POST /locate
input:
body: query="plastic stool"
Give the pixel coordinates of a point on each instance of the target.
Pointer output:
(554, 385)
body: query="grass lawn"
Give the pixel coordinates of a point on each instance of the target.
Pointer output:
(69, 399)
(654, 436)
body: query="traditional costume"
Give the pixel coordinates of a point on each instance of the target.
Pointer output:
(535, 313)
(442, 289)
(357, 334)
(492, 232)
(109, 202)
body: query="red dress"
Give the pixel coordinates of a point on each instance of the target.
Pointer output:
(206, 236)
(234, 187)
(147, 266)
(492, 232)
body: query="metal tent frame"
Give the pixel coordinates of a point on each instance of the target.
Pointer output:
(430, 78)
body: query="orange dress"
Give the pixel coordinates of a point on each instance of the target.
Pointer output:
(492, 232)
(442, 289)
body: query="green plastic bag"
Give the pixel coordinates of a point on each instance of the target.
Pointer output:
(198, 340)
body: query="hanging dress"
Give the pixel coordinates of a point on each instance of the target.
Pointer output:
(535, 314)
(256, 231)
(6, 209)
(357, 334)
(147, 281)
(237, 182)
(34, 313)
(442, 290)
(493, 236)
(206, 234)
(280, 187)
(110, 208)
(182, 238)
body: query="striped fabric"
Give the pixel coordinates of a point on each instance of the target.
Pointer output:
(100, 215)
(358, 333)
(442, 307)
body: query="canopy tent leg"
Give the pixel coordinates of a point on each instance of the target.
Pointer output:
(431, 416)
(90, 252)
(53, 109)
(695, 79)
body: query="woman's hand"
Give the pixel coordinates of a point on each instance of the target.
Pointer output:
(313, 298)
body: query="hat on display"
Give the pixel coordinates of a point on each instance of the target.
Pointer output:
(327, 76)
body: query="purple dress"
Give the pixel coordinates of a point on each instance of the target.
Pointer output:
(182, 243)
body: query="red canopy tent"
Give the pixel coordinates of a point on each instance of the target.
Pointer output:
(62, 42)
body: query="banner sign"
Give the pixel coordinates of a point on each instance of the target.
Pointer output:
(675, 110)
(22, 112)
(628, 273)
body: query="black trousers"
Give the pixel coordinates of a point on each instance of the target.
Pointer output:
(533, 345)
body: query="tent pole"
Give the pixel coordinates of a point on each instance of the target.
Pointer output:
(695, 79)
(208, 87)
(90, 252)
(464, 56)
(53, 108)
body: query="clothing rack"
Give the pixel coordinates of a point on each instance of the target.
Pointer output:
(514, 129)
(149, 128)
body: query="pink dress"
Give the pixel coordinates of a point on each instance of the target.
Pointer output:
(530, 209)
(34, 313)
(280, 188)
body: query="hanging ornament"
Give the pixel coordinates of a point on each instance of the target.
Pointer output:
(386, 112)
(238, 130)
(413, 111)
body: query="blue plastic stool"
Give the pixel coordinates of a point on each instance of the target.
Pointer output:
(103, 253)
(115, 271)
____________
:: ASSIGNED TASK ::
Write out the full listing exactly as given.

:: RESULT ::
POST /locate
input:
body: query="plastic stool"
Give the pixel coordinates of a point on each instance of the target.
Pointer output:
(554, 385)
body: query="grass lawn"
Give the pixel coordinates of a point on each instance of the target.
Pointer output:
(69, 399)
(654, 436)
body: query="traditional costume"
Give the pixel coordinates of a point on each instance of the target.
Pointer output:
(535, 313)
(442, 289)
(357, 334)
(492, 232)
(109, 202)
body: query="red dress"
Give the pixel coordinates of a point on each instance of the target.
Pointer output:
(206, 236)
(234, 187)
(147, 266)
(492, 232)
body: query="metal tent frame"
Give the pixel coordinates of a point on each instance of the target.
Pointer output:
(430, 78)
body: query="orange dress"
Give the pixel coordinates of a point on each instance of the target.
Pointer output:
(492, 232)
(442, 289)
body: query="green plastic bag"
Give the pixel coordinates of a point on each instance of the target.
Pointer output:
(198, 340)
body: query="hanging dress"
Give the pixel coordinates of a point on each instance of the target.
Pointer output:
(535, 314)
(256, 231)
(6, 209)
(357, 334)
(147, 281)
(237, 182)
(34, 313)
(442, 290)
(493, 236)
(206, 234)
(280, 187)
(110, 208)
(182, 238)
body: query="striped fabric"
Give the pixel coordinates of a point on each instance of the target.
Pointer output:
(100, 215)
(358, 333)
(442, 307)
body: query="canopy tent leg"
Give the pixel coordinates of a point on each instance of the target.
Pointer output:
(431, 416)
(90, 252)
(53, 109)
(695, 79)
body: query="woman's hand"
Give the pixel coordinates of a point on each instance of the target.
Pointer output:
(313, 298)
body: query="hat on display"
Give the pixel coordinates of a point on each instance of the target.
Pointer output:
(327, 76)
body: query="purple dress"
Give the pixel coordinates of a point on each instance of the target.
Pointer output:
(182, 243)
body: query="red canopy tent"
Give the pixel coordinates of a point on each instance of the target.
Pointer output:
(62, 42)
body: query="banner sign"
Give the pixel coordinates of a point on each instance of the target.
Pointer output:
(675, 110)
(22, 112)
(628, 273)
body: query="black trousers"
Give the pixel coordinates of a point on each instance of the target.
Pointer output:
(533, 345)
body: query="tent pole"
Give the pixel coordinates of a point on each instance of the target.
Pointer output:
(695, 79)
(208, 87)
(90, 252)
(464, 56)
(53, 108)
body: query="clothing rack"
Give the pixel coordinates of a point on each instance of the target.
Pointer output:
(514, 129)
(149, 128)
body: query="pink dress"
Give the pixel coordinates of a point on each instance of the target.
Pointer output:
(530, 209)
(34, 313)
(280, 188)
body: query="hanging ornament"
Give the pixel coordinates of a point on each instance of the target.
Pointer output:
(386, 112)
(238, 130)
(413, 111)
body: query="blue plastic stool"
Give the pixel coordinates of a point on each instance of the target.
Pointer output:
(103, 253)
(115, 271)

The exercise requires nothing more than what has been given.